### Problem to solve
Print the listing once more, exactly as written.
• • • • • • •
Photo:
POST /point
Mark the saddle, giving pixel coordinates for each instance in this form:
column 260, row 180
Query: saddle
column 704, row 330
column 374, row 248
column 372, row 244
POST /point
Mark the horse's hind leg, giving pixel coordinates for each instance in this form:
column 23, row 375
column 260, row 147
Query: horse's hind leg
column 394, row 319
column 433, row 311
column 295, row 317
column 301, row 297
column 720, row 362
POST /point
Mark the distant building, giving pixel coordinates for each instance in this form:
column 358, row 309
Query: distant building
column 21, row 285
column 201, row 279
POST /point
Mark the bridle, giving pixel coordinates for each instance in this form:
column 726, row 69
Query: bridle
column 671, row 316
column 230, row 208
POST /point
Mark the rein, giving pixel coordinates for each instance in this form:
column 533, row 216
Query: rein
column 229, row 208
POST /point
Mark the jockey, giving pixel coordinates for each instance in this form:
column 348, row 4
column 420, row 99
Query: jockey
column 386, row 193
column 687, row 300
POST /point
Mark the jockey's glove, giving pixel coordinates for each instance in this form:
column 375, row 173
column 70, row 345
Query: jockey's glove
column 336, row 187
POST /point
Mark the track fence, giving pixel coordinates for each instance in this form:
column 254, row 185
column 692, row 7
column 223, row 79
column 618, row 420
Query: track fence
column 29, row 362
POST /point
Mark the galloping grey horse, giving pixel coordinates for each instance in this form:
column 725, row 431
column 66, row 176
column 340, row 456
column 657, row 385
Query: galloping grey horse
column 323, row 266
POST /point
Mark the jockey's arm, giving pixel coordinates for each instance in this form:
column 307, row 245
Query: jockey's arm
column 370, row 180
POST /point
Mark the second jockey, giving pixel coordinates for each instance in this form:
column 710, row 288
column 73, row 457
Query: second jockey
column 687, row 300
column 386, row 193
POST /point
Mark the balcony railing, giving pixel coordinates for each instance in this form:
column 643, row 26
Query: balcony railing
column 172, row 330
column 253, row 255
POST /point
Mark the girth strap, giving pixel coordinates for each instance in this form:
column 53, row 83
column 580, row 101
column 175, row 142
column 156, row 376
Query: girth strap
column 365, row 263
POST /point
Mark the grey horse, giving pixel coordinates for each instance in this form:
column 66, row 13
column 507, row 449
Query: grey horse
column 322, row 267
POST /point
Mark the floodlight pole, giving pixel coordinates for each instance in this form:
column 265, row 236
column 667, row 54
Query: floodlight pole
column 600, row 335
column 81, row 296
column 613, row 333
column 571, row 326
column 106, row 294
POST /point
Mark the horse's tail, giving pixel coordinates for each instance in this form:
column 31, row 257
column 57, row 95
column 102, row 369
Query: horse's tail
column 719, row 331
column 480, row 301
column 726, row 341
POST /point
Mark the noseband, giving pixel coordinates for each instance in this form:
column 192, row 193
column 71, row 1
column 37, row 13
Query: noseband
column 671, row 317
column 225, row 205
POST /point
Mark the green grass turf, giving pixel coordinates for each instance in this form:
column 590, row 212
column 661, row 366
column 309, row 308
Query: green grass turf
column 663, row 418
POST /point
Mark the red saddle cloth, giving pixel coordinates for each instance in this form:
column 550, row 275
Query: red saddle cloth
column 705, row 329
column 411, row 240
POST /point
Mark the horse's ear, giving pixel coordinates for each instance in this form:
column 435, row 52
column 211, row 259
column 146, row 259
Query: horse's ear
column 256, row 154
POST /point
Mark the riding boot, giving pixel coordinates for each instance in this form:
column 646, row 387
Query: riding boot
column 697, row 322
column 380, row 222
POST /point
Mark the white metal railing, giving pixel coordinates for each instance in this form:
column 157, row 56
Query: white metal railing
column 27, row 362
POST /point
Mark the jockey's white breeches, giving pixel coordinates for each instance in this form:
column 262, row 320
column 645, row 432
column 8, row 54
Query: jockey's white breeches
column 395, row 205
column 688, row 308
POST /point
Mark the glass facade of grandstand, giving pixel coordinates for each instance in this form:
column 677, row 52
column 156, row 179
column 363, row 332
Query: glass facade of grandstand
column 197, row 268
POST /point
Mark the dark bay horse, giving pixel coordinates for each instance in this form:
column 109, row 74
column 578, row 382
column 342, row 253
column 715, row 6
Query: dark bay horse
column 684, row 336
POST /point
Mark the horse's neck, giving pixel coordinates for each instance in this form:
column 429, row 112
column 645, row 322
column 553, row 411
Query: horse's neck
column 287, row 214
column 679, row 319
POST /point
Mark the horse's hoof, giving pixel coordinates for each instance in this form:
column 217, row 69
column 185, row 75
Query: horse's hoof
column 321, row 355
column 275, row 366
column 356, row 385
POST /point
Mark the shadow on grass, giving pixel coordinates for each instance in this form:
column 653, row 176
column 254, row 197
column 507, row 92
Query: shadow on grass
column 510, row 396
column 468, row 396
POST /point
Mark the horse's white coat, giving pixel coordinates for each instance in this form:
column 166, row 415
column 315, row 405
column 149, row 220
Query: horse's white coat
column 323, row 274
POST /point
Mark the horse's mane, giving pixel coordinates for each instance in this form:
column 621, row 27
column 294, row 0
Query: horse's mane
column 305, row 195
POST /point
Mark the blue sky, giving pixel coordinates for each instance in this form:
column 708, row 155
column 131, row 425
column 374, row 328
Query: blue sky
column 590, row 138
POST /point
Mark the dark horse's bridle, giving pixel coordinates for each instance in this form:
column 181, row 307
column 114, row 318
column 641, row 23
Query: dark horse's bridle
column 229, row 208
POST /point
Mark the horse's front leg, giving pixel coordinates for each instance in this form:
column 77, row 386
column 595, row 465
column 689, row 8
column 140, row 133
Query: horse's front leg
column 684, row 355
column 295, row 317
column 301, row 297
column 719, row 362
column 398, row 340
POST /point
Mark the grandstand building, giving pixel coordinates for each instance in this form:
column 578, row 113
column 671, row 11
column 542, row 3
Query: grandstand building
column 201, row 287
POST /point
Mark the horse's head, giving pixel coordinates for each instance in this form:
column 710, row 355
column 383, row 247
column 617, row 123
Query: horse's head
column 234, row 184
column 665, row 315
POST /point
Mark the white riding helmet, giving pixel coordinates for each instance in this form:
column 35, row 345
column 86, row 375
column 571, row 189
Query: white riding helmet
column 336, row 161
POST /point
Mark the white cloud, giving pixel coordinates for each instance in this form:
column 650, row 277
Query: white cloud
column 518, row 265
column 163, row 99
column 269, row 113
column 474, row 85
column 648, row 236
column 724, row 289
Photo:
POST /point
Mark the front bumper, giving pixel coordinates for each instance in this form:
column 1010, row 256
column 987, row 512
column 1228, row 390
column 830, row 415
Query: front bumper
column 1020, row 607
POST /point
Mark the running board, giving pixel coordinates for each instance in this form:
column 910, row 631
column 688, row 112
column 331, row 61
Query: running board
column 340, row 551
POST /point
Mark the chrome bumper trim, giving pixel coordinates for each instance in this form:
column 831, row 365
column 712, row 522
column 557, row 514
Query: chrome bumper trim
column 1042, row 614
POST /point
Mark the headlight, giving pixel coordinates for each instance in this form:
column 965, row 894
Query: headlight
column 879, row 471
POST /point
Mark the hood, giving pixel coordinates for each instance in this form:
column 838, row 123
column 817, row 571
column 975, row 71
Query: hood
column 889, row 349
• • • • • • •
### Solved exercise
Photo:
POST /point
Mark the saddle, giving pixel coordinates for each instance in this form:
column 260, row 180
Query: saddle
column 704, row 330
column 374, row 248
column 372, row 244
POST /point
Mark the horse's hind leg, giving pixel coordinates for each instance in this form:
column 23, row 375
column 260, row 147
Query: horse's hind leg
column 394, row 319
column 433, row 311
column 295, row 317
column 301, row 297
column 720, row 362
POST /point
Mark the distant building, giving pixel coordinates for each instance in this form:
column 358, row 309
Query: distant building
column 21, row 285
column 201, row 279
POST /point
Mark the bridle, giving pixel coordinates for each instance in this form:
column 726, row 69
Query: bridle
column 671, row 316
column 230, row 208
POST /point
Mark the rein, giving pixel coordinates for each instance in this form:
column 533, row 216
Query: rein
column 229, row 208
POST /point
Mark the jockey, giving pixel coordinates for each instance in this form:
column 348, row 4
column 420, row 99
Query: jockey
column 386, row 193
column 687, row 300
POST /point
Mark the jockey's glove, giving pixel coordinates for each instance in this form:
column 375, row 173
column 70, row 345
Query: jockey's glove
column 336, row 187
POST /point
Mark the track fence, giving pixel coordinates for each instance in this form:
column 254, row 185
column 692, row 7
column 223, row 79
column 618, row 420
Query: track fence
column 29, row 362
POST /point
Mark the galloping grey horse, giving pixel coordinates for each instance in this form:
column 725, row 431
column 66, row 176
column 340, row 456
column 657, row 385
Query: galloping grey horse
column 323, row 266
POST /point
Mark the jockey's arm, giving pixel coordinates for each instance in this form:
column 307, row 245
Query: jockey's arm
column 370, row 180
POST /point
Mark the second jockey, giving pixel coordinates for each instance in this form:
column 710, row 288
column 73, row 457
Query: second jockey
column 687, row 300
column 386, row 193
POST /point
Mark the balcony railing, giving pixel coordinates for each instance in this form:
column 643, row 26
Query: balcony railing
column 172, row 330
column 253, row 255
POST /point
Mark the girth strap, giving pixel coordinates for each instance in this form:
column 53, row 83
column 580, row 101
column 175, row 142
column 156, row 376
Query: girth strap
column 365, row 263
POST /point
Mark the grey horse, giving pixel coordinates for each instance in this form:
column 66, row 13
column 507, row 449
Query: grey horse
column 322, row 267
POST /point
Mark the floodlight pole, giving pixel coordinates for each instance in this form:
column 265, row 236
column 667, row 54
Query: floodlight pole
column 600, row 335
column 81, row 296
column 613, row 333
column 571, row 326
column 106, row 294
POST /point
Mark the horse's tail, giving pixel coordinates for each instance in this form:
column 31, row 257
column 57, row 95
column 102, row 369
Query: horse's tail
column 719, row 331
column 480, row 301
column 726, row 341
POST /point
Mark the noseband, giving pixel coordinates for each instance in this form:
column 192, row 193
column 71, row 1
column 37, row 13
Query: noseband
column 671, row 317
column 225, row 205
POST /point
Mark the green grass turf, giving pixel coordinates for each instance in this form:
column 590, row 212
column 661, row 366
column 309, row 308
Query: green grass turf
column 663, row 418
POST /point
Mark the red saddle cloth, giving pixel coordinates for each instance in this form:
column 550, row 275
Query: red saddle cloth
column 705, row 329
column 411, row 240
POST /point
Mark the horse's ear, giving pixel coordinates for each instance in this form:
column 435, row 52
column 211, row 259
column 146, row 259
Query: horse's ear
column 256, row 154
POST /point
Mark the riding boot, giving pixel coordinates for each instance in this form:
column 646, row 387
Query: riding boot
column 697, row 322
column 380, row 222
POST /point
Mark the white metal railing, giving pixel coordinates for each instance in this form:
column 157, row 56
Query: white metal railing
column 27, row 362
POST /point
Mark the jockey's white breeches, giving pixel coordinates for each instance in this form:
column 262, row 320
column 645, row 432
column 8, row 54
Query: jockey's white breeches
column 395, row 205
column 688, row 308
POST /point
Mark the glass facade of grandstand, giving pixel coordinates for each instance in this form:
column 677, row 52
column 156, row 179
column 363, row 332
Query: glass facade of grandstand
column 197, row 268
POST /point
Mark the dark bay horse, giving pixel coordinates for each instance in this form:
column 109, row 74
column 578, row 382
column 342, row 253
column 715, row 6
Query: dark bay horse
column 684, row 336
POST /point
Mark the horse's neck, giving pixel coordinates for each instance in this form:
column 429, row 112
column 645, row 322
column 553, row 411
Query: horse's neck
column 287, row 214
column 679, row 319
POST /point
Mark the horse's hoof, giving pixel coordinates for each instance in this form:
column 217, row 69
column 185, row 75
Query: horse's hoof
column 321, row 355
column 275, row 366
column 356, row 385
POST /point
Mark the shadow on grass, giving pixel coordinates for each instance in this form:
column 653, row 176
column 254, row 197
column 507, row 92
Query: shadow on grass
column 510, row 396
column 468, row 396
POST /point
Mark the horse's white coat, giving pixel coordinates for each instance in this form:
column 166, row 415
column 315, row 405
column 149, row 220
Query: horse's white coat
column 323, row 274
POST /point
Mark the horse's mane, giving pixel coordinates for each instance in this form:
column 621, row 27
column 294, row 0
Query: horse's mane
column 305, row 195
POST /point
Mark the blue sky, giving pixel coordinates for each instance in this form:
column 708, row 155
column 131, row 425
column 374, row 328
Query: blue sky
column 590, row 138
POST /point
Mark the dark horse's bridle, giving pixel coordinates for each instance in this form:
column 181, row 307
column 114, row 318
column 641, row 23
Query: dark horse's bridle
column 229, row 208
POST /point
Mark the horse's front leg, giving pixel coordinates for each instance in this form:
column 77, row 386
column 595, row 465
column 689, row 8
column 140, row 133
Query: horse's front leg
column 684, row 355
column 295, row 317
column 301, row 297
column 719, row 362
column 398, row 340
POST /point
Mark the grandstand building, giving pixel coordinates for each instance in this form:
column 578, row 113
column 671, row 11
column 542, row 3
Query: grandstand building
column 201, row 287
POST /point
Mark the horse's head, giving pixel coordinates for each instance in this form:
column 710, row 355
column 383, row 247
column 617, row 123
Query: horse's head
column 234, row 184
column 665, row 315
POST /point
Mark the white riding helmet, giving pixel coordinates for each instance in this form:
column 35, row 345
column 86, row 375
column 571, row 189
Query: white riding helmet
column 336, row 161
POST /point
Mark the white cloud, giving pixel coordinates for each instance in this form:
column 650, row 277
Query: white cloud
column 518, row 265
column 163, row 99
column 269, row 113
column 474, row 85
column 648, row 236
column 724, row 289
Photo:
POST /point
Mark the front bumper, giving pixel coordinates for each instance in this form:
column 1010, row 256
column 987, row 512
column 1228, row 390
column 830, row 415
Query: front bumper
column 1020, row 607
POST /point
Mark the running board, giving pixel coordinates for each instance in this form:
column 910, row 631
column 688, row 112
column 331, row 61
Query: running board
column 340, row 551
POST /point
Mark the chrome bumper trim, giving pixel coordinates for each instance in this form:
column 831, row 365
column 712, row 522
column 557, row 514
Query: chrome bumper trim
column 1042, row 614
POST /point
Mark the headlight, giving pixel coordinates for each instance in this form:
column 965, row 894
Query: headlight
column 879, row 471
POST /point
Mark the hood, giving pixel coordinates for each instance in this form:
column 838, row 123
column 817, row 571
column 975, row 71
Query: hood
column 889, row 349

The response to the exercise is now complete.